Some records:

►

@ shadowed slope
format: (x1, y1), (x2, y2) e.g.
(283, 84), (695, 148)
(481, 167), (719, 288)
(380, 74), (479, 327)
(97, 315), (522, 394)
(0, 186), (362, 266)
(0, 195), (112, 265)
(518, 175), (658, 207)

◄

Written task: Please resize the material by writing out all of its lines again, requests included, with every coordinate in the answers multiplied by 2.45 and rounded to a whole number, halves rounding up. Keep the numbers in the requests and their format samples as they are.

Solved exercise:
@ shadowed slope
format: (x1, y1), (x2, y2) e.g.
(283, 84), (695, 148)
(481, 167), (719, 288)
(380, 74), (479, 327)
(97, 315), (522, 394)
(0, 456), (887, 652)
(0, 478), (274, 649)
(1269, 429), (1612, 507)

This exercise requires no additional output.